Every line must be returned precisely as it is written.
:: PROVIDED RECORDS
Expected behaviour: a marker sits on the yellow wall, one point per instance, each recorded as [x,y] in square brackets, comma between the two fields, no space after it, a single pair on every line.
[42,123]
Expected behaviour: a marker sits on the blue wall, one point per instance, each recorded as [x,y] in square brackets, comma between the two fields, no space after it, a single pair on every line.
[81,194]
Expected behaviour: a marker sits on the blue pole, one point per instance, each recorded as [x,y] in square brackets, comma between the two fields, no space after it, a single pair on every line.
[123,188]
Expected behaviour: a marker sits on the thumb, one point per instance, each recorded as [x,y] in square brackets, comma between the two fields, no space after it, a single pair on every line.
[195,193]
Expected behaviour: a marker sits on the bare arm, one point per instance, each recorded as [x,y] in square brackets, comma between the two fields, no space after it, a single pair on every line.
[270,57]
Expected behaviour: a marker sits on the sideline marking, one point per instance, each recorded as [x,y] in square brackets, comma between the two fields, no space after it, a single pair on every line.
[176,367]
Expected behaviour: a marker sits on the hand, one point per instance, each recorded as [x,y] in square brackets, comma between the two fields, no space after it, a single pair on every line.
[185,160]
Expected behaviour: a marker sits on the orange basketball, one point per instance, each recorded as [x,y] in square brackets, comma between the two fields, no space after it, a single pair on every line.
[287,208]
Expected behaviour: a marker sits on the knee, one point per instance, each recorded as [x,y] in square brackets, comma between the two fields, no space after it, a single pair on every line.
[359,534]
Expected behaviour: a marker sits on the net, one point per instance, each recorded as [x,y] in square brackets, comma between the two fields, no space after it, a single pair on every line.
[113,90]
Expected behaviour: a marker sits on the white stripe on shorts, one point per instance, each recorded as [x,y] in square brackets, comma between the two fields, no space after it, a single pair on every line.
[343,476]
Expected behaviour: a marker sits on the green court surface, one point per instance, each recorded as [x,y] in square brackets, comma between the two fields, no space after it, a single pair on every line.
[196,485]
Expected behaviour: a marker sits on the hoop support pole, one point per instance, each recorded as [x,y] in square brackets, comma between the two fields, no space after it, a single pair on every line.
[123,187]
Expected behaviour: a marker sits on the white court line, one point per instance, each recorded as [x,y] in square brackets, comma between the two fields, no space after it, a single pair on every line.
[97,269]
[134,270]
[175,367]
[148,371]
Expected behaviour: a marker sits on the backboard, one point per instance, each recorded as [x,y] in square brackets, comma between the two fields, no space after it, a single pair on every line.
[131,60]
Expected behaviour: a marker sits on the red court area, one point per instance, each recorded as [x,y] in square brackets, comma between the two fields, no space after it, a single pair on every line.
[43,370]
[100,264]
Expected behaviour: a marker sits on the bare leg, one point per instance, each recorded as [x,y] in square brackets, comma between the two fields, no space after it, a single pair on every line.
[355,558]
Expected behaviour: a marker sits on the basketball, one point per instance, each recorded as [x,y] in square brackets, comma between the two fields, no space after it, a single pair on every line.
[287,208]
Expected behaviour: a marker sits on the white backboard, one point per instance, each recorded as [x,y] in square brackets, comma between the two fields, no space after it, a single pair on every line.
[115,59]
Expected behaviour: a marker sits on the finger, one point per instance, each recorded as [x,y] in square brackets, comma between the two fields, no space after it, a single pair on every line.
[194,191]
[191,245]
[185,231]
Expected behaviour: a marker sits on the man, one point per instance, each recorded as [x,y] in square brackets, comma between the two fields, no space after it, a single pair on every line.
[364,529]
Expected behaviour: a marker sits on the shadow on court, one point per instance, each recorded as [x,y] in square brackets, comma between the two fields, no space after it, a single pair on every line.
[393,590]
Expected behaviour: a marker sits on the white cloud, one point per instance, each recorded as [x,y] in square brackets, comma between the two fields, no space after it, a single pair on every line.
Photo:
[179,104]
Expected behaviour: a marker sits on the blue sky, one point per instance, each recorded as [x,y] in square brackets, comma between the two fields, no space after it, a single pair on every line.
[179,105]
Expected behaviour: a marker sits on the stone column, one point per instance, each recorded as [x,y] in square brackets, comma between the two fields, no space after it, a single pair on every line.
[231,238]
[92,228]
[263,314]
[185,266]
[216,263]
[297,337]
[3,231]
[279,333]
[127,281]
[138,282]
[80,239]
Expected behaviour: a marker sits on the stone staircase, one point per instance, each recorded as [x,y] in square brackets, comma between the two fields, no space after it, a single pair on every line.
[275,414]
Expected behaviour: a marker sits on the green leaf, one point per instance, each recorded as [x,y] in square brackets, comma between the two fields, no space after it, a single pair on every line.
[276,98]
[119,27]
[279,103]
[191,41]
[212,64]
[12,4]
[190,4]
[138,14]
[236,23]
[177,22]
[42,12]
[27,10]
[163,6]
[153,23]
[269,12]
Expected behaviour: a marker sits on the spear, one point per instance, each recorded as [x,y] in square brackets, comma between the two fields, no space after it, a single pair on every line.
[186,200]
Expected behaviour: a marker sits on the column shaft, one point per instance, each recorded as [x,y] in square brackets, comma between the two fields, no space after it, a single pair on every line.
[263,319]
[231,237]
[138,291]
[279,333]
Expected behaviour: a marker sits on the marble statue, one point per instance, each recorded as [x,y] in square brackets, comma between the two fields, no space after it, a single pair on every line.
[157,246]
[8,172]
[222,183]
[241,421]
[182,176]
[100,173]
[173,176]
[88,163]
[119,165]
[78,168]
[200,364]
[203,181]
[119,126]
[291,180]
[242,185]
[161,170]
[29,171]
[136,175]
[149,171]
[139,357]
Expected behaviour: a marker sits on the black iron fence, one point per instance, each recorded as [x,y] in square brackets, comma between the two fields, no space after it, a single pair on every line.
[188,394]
::::
COMPLETE RESPONSE:
Expected behaviour: a marker sits on the yellow wall, one point per instance, each recorded as [x,y] in square brackets, comma between the two fields, no space after it, a single pair on every line.
[42,123]
Expected behaviour: a marker sits on the blue wall, one point per instance, each recorded as [x,y] in square brackets, comma between the two fields, no space after it, a single pair on every line.
[81,194]
Expected behaviour: a marker sits on the blue pole, one point per instance, each recorded as [x,y] in square brackets, comma between the two fields, no space after it, a single pair on every line.
[123,188]
Expected behaviour: a marker sits on the thumb, one point per instance, each recorded as [x,y] in square brackets, comma between the two fields, no space after it, a single pair on every line.
[195,193]
Expected behaviour: a marker sits on the bare arm, one point per instance, each recorded as [x,y] in square brackets, comma between the two fields, no space after it, a single pair on every line.
[270,57]
Expected behaviour: a marker sits on the sideline marking, one point per instance, each recorded as [x,y] in square brackets, comma between the two fields, no space after it, a single pair on every line.
[176,367]
Expected behaviour: a marker sits on the hand, one point per instance, each recorded as [x,y] in square brackets, comma between the two fields, no space after it, a single pair on every line.
[185,160]
Expected behaviour: a marker sits on the orange basketball, one point per instance, each recorded as [x,y] in square brackets, comma between the two fields, no space after it, a single pair on every line.
[287,208]
Expected behaviour: a marker sits on the knee, one point per instance, each recorded as [x,y] in square brackets, comma between the two fields, no space after it, a single pair on every line.
[359,534]
Expected behaviour: a marker sits on the net, one point per instance, each recorded as [x,y] in square brackets, comma between the two fields, no space after it, a single pair on every line.
[113,90]
Expected behaviour: a marker sits on the white stripe on shorts, one point per instance, each recorded as [x,y] in square brackets, comma between the two fields, no space after it, a single pair on every line.
[343,476]
Expected behaviour: a marker sits on the green court surface, one point per instance, each recorded as [x,y] in square brackets, comma between the two fields, no space after it, a single pair on every line.
[196,485]
Expected behaviour: a marker sits on the hoop support pole, one point per instance, each recorded as [x,y] in square brackets, comma between the two fields, no space after it, a single pair on every line.
[123,187]
Expected behaviour: a marker sits on the white court line, one point per instance, each recorded as [x,y] in square brackets, comma between the two fields, no space after it, a single pair on every line.
[97,269]
[134,270]
[175,367]
[148,371]
Expected behaviour: a marker sits on the backboard, one point per instance, each recorded as [x,y] in square brackets, comma between the two fields, no space after it, a single pair on every line.
[131,60]
Expected behaviour: a marker sits on the red court area, one point per instance, each recorded as [x,y] in square brackets, comma between the two fields, no space after it, a single pair on every line.
[43,370]
[100,264]
Expected behaviour: a marker sits on the bare leg, one point per instance, each recorded as [x,y] in square brackets, comma between the two fields, no space after it, a single pair on every line.
[355,558]
Expected behaviour: a marker sits on the basketball, one point per instance, each recorded as [x,y] in square brackets, comma between the two fields, no space after it, a single pair on every line.
[287,208]
Expected behaviour: a marker sits on the white backboard, one point per instance, each recorded as [x,y] in square brackets, comma between the two fields, no space after it, a single pair on every line.
[115,59]
Expected behaviour: a marker sits on the finger, one point per instance, each recorded as [x,y] in square brackets, comma between the two fields, no space after it, a single pair on every line.
[194,191]
[191,245]
[185,231]
Expected behaviour: a marker sits on the man, one point per instance, each recorded as [x,y] in square brackets, comma between the two fields, no space after it, a single pair on every line.
[364,529]
Expected behaviour: a marker sits on the shadow on court, one point per instance, each recorded as [x,y] in square brackets, comma between the two fields, no space after it, a single pair on every line.
[393,590]
Expected behaviour: a marker sits on the white cloud, one point per instance, each recorded as [x,y] in square brackets, comma between the two fields, no space after it, a single pair on every line.
Photo:
[179,104]
Expected behaviour: a marker sits on the blue sky, one point per instance, each recorded as [x,y] in square brackets, comma between the two fields, no space after it, a single pair on every line.
[179,105]
Expected behaviour: a marker sits on the stone column, one point per instance, each recorded as [x,y] in square brackets, comma between the two fields, no space after it, a single pair on every line.
[231,238]
[92,228]
[263,314]
[185,266]
[216,263]
[297,337]
[3,231]
[279,333]
[127,281]
[138,282]
[80,239]
Expected behaviour: a marker sits on the stone staircase, one point per instance, each recorded as [x,y] in square brackets, comma between the two fields, no space after it, a single pair on every line.
[275,414]
Expected behaviour: a marker sits on the green leaf, one point per instance, each recorded as [x,y] in square brackets, comma between the two fields, no space after it, a single pair on every line.
[276,98]
[119,27]
[279,103]
[191,41]
[212,64]
[12,4]
[190,4]
[138,14]
[236,23]
[177,22]
[42,12]
[27,10]
[163,6]
[153,23]
[269,12]
Expected behaviour: a marker sits on the spear, one point per instance, each recorded as [x,y] in square brackets, comma between the two fields, no space after it, a single pair on every line.
[186,200]
Expected behaviour: a marker sits on the column shaft, one point per instance, each recorded as [x,y] in square brackets, comma between the two fields, no space after it, a single pair on every line.
[263,319]
[231,237]
[138,291]
[279,333]
Expected behaviour: a marker sits on the marble statue, one point per instance, each recorded as [x,y] in square brackets, comma between the two fields, no space after it, a single pair on every line.
[157,246]
[8,172]
[222,183]
[241,421]
[182,176]
[100,173]
[173,176]
[88,163]
[119,165]
[78,168]
[200,364]
[203,181]
[119,126]
[291,180]
[242,185]
[161,170]
[29,171]
[136,175]
[149,171]
[139,357]
Expected behaviour: a marker sits on the black iron fence, one point per instance, each recorded as [x,y] in square brackets, comma between the two fields, no space after it, a single pair on every line.
[188,394]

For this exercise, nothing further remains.